> [EXERCISE DIRECTIONS]:
Copy the data below line for line, changing nothing.

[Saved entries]
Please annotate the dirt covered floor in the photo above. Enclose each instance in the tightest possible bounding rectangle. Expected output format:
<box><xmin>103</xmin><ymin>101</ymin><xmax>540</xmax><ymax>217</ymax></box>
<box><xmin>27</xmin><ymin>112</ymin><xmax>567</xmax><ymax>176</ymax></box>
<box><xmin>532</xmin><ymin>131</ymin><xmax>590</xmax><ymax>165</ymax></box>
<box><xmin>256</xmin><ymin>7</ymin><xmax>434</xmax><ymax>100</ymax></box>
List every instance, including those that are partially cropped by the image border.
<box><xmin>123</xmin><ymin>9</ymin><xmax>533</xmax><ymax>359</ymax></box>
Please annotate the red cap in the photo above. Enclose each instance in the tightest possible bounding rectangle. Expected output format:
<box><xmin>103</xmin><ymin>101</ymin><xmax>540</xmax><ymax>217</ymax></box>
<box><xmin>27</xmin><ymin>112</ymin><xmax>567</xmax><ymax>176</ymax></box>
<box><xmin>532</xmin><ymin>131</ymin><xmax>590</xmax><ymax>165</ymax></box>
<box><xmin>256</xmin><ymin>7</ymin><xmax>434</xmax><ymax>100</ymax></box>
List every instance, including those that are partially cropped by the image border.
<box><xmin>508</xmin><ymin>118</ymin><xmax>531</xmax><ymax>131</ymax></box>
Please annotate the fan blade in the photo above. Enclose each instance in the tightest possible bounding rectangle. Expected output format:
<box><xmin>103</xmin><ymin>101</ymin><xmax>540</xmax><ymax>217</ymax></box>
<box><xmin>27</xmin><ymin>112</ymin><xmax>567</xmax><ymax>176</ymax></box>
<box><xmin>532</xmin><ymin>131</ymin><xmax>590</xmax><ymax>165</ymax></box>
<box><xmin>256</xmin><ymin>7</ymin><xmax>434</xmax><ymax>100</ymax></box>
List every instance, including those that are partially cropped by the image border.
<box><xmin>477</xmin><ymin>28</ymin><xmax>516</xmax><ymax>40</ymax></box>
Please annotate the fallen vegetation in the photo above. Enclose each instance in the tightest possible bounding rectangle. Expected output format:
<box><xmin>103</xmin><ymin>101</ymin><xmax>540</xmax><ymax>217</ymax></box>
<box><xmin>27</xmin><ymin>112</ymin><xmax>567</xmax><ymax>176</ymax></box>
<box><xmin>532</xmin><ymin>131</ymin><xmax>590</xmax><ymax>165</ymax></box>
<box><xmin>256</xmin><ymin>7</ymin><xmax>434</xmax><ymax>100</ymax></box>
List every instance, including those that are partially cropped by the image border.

> [ANSWER FOR THE TASK]:
Please annotate the dirt covered floor in the photo above. Enclose each instance in the tightest possible bounding rectangle. Expected output format:
<box><xmin>103</xmin><ymin>101</ymin><xmax>540</xmax><ymax>217</ymax></box>
<box><xmin>27</xmin><ymin>112</ymin><xmax>567</xmax><ymax>176</ymax></box>
<box><xmin>532</xmin><ymin>131</ymin><xmax>590</xmax><ymax>165</ymax></box>
<box><xmin>256</xmin><ymin>7</ymin><xmax>434</xmax><ymax>100</ymax></box>
List every instance, including those that are partially cropped by the image border.
<box><xmin>123</xmin><ymin>9</ymin><xmax>533</xmax><ymax>359</ymax></box>
Please annotate the red cap in the photo above. Enclose each instance in the tightest possible bounding rectangle. Expected output format:
<box><xmin>103</xmin><ymin>101</ymin><xmax>540</xmax><ymax>217</ymax></box>
<box><xmin>27</xmin><ymin>112</ymin><xmax>567</xmax><ymax>176</ymax></box>
<box><xmin>532</xmin><ymin>131</ymin><xmax>590</xmax><ymax>165</ymax></box>
<box><xmin>256</xmin><ymin>7</ymin><xmax>434</xmax><ymax>100</ymax></box>
List every instance, including those that are partially cropped by the image border.
<box><xmin>508</xmin><ymin>118</ymin><xmax>531</xmax><ymax>131</ymax></box>
Please annotate the fan blade in the photo above. Enclose each instance in the tightest possible bounding rectangle. Expected output format:
<box><xmin>103</xmin><ymin>101</ymin><xmax>540</xmax><ymax>217</ymax></box>
<box><xmin>27</xmin><ymin>112</ymin><xmax>567</xmax><ymax>176</ymax></box>
<box><xmin>532</xmin><ymin>131</ymin><xmax>590</xmax><ymax>165</ymax></box>
<box><xmin>256</xmin><ymin>7</ymin><xmax>434</xmax><ymax>100</ymax></box>
List every instance, including those that are partially cropped by the image border.
<box><xmin>477</xmin><ymin>28</ymin><xmax>516</xmax><ymax>40</ymax></box>
Please annotate the fallen vegetation in the photo above. Enclose each instance in the tightest possible bounding rectangle. Expected output format:
<box><xmin>103</xmin><ymin>101</ymin><xmax>540</xmax><ymax>217</ymax></box>
<box><xmin>27</xmin><ymin>112</ymin><xmax>567</xmax><ymax>176</ymax></box>
<box><xmin>532</xmin><ymin>131</ymin><xmax>590</xmax><ymax>165</ymax></box>
<box><xmin>256</xmin><ymin>7</ymin><xmax>434</xmax><ymax>100</ymax></box>
List every instance, including those that are partially cropped by the image border.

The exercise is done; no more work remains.